§ WHAT THE TASK ASKS
Turn the data into a JSON list of strings, with one string per line and blank lines omitted.

[Excerpts of labeled region data]
---*---

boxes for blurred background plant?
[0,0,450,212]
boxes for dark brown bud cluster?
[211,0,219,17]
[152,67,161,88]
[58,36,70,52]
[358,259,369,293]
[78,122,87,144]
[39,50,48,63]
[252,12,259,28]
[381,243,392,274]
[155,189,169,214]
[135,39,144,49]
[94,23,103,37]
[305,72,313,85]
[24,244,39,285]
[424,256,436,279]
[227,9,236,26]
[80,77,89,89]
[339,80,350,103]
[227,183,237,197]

---*---

§ SOLUTION TO THIS EXERCISE
[
  "boxes for blurred background plant?",
  "[0,0,450,212]",
  "boxes for dark brown bud cluster?",
  "[211,0,219,17]",
  "[152,67,161,88]",
  "[58,36,70,52]",
  "[358,259,369,293]",
  "[78,122,87,144]",
  "[39,50,48,63]",
  "[252,12,259,28]",
  "[381,243,392,274]",
  "[155,189,169,214]",
  "[135,39,144,49]",
  "[94,23,103,37]",
  "[305,72,313,85]",
  "[24,244,39,285]",
  "[424,256,436,279]",
  "[227,9,236,26]",
  "[80,77,89,89]",
  "[339,80,350,103]",
  "[227,183,237,197]"
]